Document:
┏━━
Like many people who believe in manifestation, I spent years visualising what that chapter might look like. I imagined receiving the call, signing the contract, packing my life into boxes, and starting over in a new country.
There were moments when it felt impossibly distant and other moments when it seemed within reach. Two interviews with European companies over the years gave me a glimpse of what could be possible. Neither opportunity led to an offer, but both reminded me that the dream was not entirely unrealistic. They were small sparks of hope that appeared just when I needed them most.
Why Europe?
Whenever I tell people about this dream, the first question they ask is usually why Europe. The answer has never been about escaping where I am.
I genuinely love the life I have built in the UAE. Dubai has given me opportunities that have shaped both my professional and personal growth. It is the place where I have rebuilt my confidence more than once, developed my career, met remarkable people, and learned lessons that no university degree could have taught me. The UAE has become home in many ways, and I remain deeply grateful for everything it has offered me.
The desire to move to Europe comes from a different place entirely. It comes from curiosity.
As a Lebanese woman, I grew up within an Arab culture that feels familiar, comforting, and deeply rooted in who I am. At the same time, I have always been fascinated by different ways of living, thinking, and communicating.
Long before I ever considered moving abroad, I found myself drawn to languages, literature, and cultural exchange. Looking back, I realise that this curiosity influenced many of the decisions I made throughout my life, including my choice to study translation.
More than words
Many people assume translation is simply about converting words from one language into another. The longer I studied it, the more I realised that translation is really about understanding people.
Languages reveal the values, histories, humour, and perspectives of the societies that speak them. Learning a new language means learning to see the world through a different lens. It challenges assumptions, expands perspectives, and reminds us that there is rarely only one way to interpret an idea.
Perhaps that is why my interest in languages never stopped after graduation. Even today, alongside a full-time career, I continue studying different languages simply because I enjoy the process of discovering new cultures through communication. Every language feels like an invitation into a different world, and every lesson reinforces my belief that there is always more to learn.
The dream of Europe is connected to that same curiosity. It is less about geography and more about experience. It is about living in a different environment, adapting to new customs, and understanding another culture from the inside rather than from a distance.
One of the most difficult parts of carrying a long-term dream is learning to remain hopeful without letting it consume your life.
┗━━
Written request:
Resume the essay about the dream of moving to Europe, picking up right after its last sentence. None of the material is needed here.

Items:
┏━━
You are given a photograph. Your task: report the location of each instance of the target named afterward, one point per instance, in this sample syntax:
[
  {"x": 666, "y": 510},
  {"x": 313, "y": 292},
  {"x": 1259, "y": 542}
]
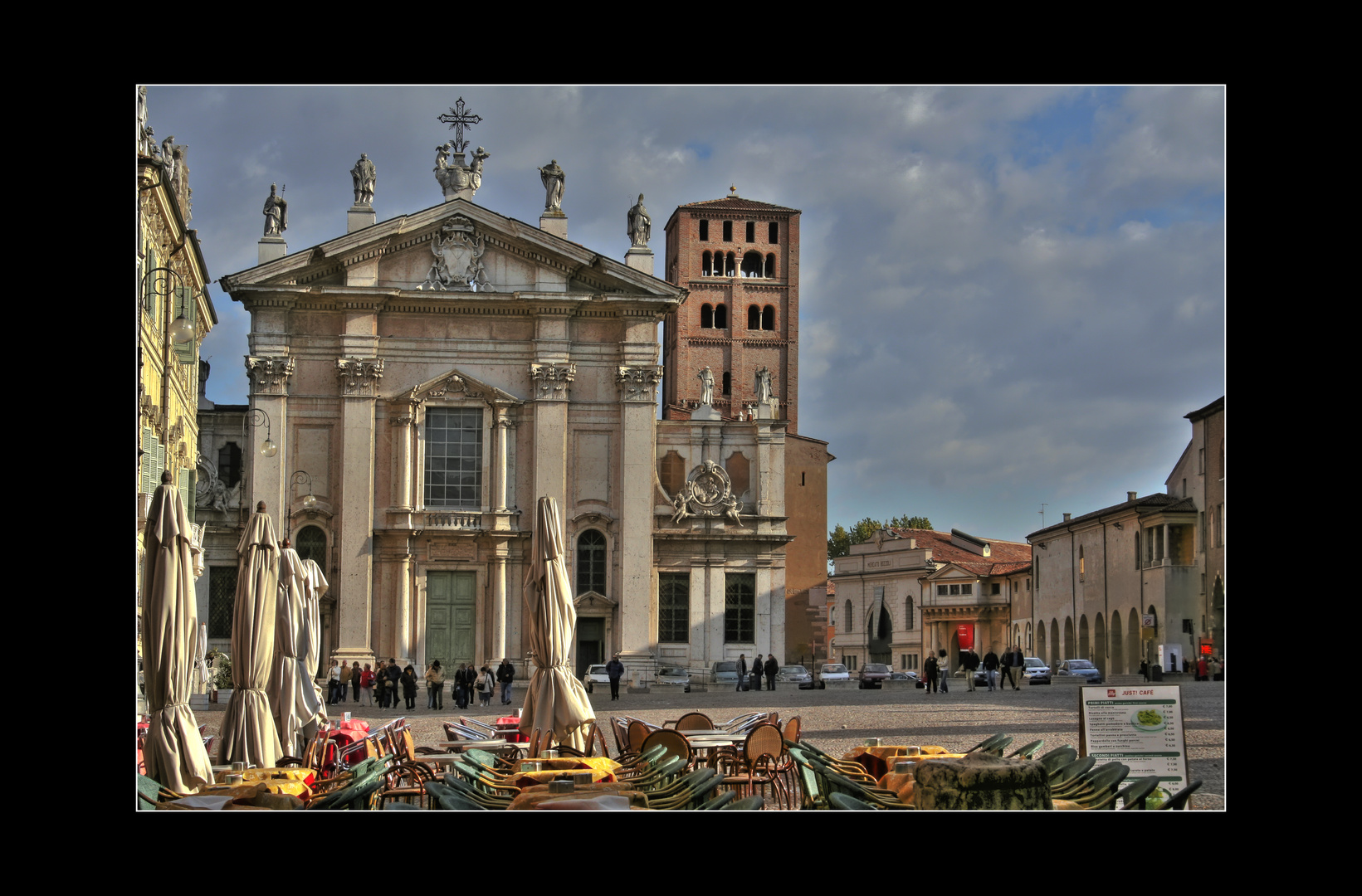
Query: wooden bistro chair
[{"x": 759, "y": 762}]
┗━━
Written response:
There is a tendency in modern self-development culture to suggest that if you manifest something strongly enough, it will inevitably arrive. Reality is often far more complicated. Sometimes opportunities take longer than expected. Sometimes doors open and close without explanation. Sometimes you do everything right and still find yourself waiting.
Over the past three years, I have learned that waiting does not have to mean standing still.
While I was hoping for Europe, life continued moving forward. I changed jobs, developed new skills, launched writing projects, studied new languages, built relationships, and created a life that I genuinely enjoy. In many ways, some of my most meaningful growth happened during the period when the dream remained unanswered.
That realisation changed my perspective. Instead of viewing the dream as something standing between me and happiness, I began seeing it as one possibility among many. It became something I could continue pursuing without allowing it to define my sense of fulfilment.
Leaving room for possibility
Today, I still hope that one day a sponsored opportunity in Europe will become part of my story. I still apply, explore opportunities, and remain open to whatever might come next. The difference is that I no longer measure my progress solely by whether that dream has happened yet.
The UAE continues to be a place where I am growing, learning, and building a future. Europe remains a chapter I would love to experience. Between those two realities exists a space that many people know well: the space between where you are and where you hope to be.
Perhaps the greatest lesson these past three years have taught me is that dreams do not always arrive according to our timelines. Sometimes they require patience. Sometimes they evolve into something different. Sometimes they lead us somewhere we never expected to go.
For now, I continue carrying the dream with me, not as a source of frustration but as a reminder that curiosity still has a place in my life. Whether that journey eventually takes me to Europe or somewhere entirely unexpected. I have learned that there is value not only in reaching a destination but also in remaining open to the possibilities that exist along the way.